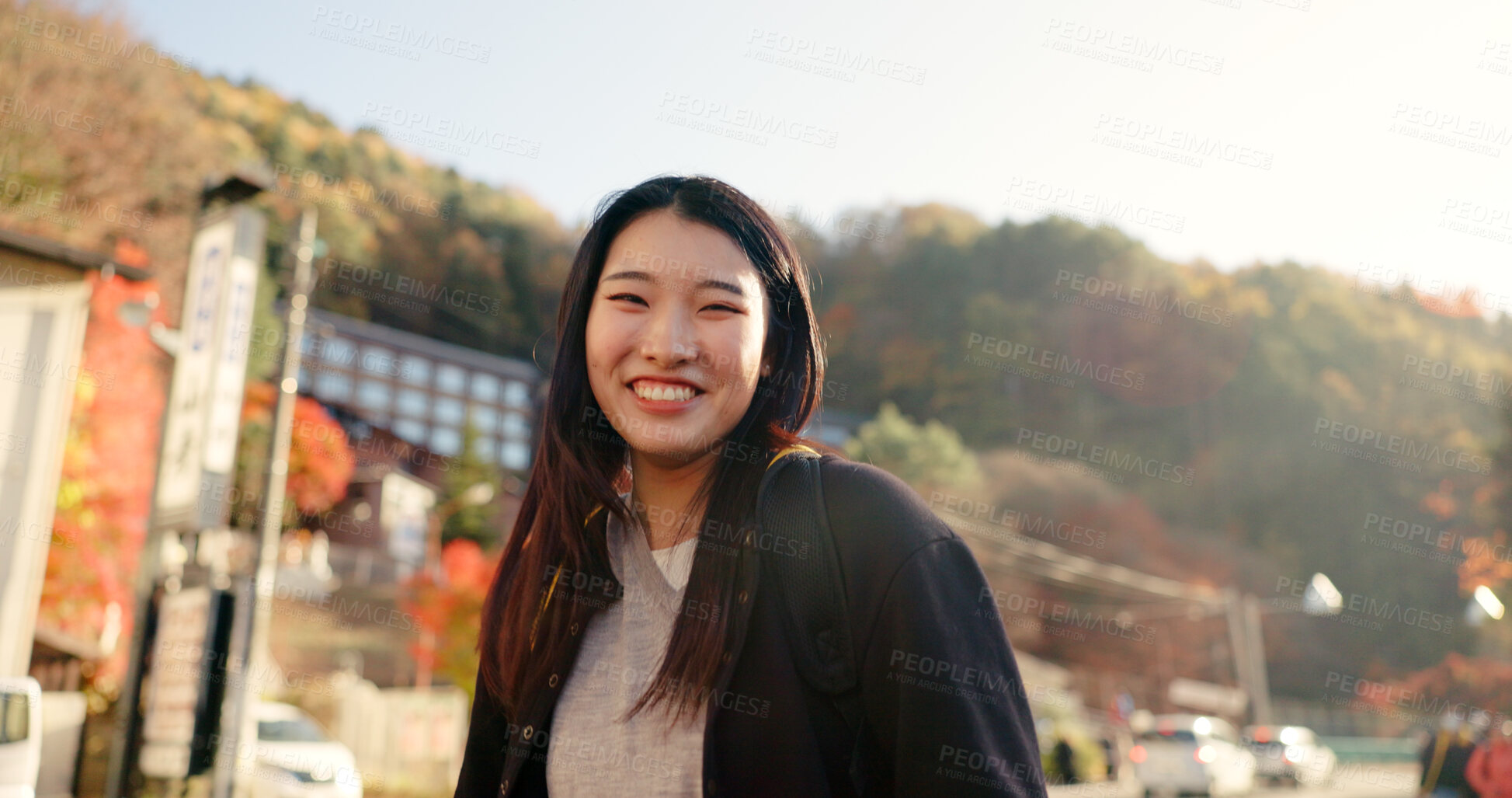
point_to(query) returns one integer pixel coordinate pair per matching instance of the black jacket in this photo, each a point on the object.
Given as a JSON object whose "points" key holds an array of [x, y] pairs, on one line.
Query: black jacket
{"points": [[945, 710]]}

■ ■ ■ ■ ■

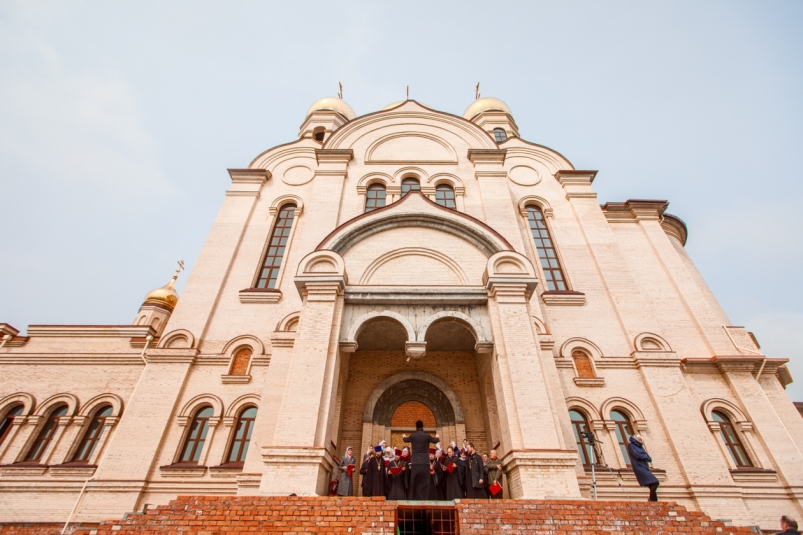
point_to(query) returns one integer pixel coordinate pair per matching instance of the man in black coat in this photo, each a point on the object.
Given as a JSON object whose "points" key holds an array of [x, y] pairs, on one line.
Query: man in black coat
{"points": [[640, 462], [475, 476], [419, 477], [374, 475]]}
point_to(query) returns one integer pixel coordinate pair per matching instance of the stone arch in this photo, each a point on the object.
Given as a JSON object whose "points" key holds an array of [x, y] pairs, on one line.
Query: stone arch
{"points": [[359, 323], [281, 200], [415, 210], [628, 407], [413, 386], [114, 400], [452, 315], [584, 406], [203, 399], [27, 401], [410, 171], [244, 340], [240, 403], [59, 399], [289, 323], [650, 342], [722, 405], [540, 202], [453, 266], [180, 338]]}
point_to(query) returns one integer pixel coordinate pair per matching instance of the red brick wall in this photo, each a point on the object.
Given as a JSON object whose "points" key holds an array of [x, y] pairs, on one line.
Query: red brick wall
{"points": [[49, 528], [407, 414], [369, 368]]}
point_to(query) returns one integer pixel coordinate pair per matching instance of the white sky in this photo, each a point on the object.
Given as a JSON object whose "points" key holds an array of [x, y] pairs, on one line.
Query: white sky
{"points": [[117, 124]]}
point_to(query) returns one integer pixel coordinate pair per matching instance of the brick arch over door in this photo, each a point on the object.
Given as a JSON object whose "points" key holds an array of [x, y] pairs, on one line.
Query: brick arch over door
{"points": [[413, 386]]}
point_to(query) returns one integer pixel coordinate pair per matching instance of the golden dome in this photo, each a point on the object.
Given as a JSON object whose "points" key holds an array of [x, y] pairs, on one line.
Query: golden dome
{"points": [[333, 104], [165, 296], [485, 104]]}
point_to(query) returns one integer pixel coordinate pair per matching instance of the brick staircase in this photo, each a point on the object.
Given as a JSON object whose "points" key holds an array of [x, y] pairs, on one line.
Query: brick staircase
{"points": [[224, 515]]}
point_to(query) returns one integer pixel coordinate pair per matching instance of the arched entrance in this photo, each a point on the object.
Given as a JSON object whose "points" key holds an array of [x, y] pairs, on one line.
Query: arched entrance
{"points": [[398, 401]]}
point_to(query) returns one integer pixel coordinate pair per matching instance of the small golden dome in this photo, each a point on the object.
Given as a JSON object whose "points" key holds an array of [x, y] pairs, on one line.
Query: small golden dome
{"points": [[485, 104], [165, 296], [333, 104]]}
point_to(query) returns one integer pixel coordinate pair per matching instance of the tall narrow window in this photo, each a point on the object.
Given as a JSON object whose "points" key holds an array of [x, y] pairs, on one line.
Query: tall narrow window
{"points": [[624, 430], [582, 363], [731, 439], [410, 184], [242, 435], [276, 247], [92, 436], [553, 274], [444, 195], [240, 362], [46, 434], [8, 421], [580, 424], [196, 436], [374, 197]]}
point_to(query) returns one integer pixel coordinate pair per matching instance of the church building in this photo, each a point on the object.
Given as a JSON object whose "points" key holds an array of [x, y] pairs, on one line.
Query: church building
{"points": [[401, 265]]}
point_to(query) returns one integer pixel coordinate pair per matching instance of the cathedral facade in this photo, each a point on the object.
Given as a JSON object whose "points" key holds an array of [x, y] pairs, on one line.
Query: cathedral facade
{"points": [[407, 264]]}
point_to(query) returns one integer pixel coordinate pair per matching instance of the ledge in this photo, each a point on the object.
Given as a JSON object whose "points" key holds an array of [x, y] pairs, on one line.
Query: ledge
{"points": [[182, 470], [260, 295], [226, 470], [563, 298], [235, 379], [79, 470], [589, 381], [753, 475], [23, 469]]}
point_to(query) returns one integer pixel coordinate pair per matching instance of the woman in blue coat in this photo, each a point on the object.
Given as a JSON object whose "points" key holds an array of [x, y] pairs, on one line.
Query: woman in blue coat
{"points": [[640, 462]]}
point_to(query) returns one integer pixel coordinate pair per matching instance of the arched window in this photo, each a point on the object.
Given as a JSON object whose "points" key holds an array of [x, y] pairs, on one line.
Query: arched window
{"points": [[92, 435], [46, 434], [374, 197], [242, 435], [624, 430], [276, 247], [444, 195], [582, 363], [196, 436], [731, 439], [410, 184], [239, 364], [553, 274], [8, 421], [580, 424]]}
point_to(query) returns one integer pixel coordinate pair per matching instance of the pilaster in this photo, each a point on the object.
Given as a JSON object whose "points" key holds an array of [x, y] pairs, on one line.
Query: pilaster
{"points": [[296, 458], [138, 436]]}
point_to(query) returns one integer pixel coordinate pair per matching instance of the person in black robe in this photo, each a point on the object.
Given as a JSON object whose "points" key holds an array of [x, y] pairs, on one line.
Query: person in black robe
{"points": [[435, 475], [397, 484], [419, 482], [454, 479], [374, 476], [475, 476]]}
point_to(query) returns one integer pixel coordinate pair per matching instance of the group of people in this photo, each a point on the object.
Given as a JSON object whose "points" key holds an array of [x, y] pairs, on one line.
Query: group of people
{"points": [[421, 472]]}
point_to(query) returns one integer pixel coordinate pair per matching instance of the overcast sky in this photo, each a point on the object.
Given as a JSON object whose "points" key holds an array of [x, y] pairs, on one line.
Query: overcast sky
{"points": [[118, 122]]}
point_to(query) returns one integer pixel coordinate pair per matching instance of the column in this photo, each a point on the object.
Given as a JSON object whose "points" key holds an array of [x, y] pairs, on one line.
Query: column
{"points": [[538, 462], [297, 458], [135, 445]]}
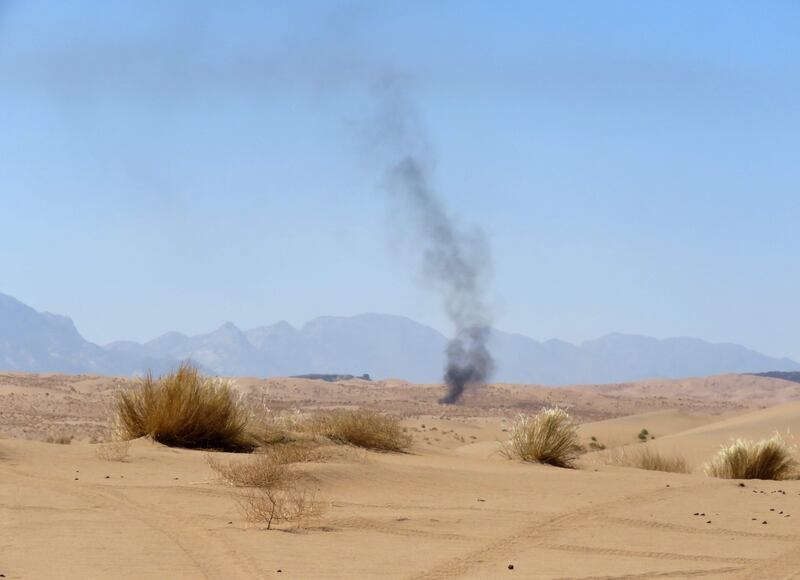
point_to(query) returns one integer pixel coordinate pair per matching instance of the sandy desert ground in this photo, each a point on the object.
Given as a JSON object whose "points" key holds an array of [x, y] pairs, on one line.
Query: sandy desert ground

■ ■ ■ ■ ■

## EXERCISE AIM
Working through the records above, copy each line in which "desert" is found.

## SOLUTION FOR THIS EXERCISE
point_to(query) returns one integer pixel coordinate pair per matching instance of the sandy desert ground in this photo, each a point on the object.
Query: sandy desert ground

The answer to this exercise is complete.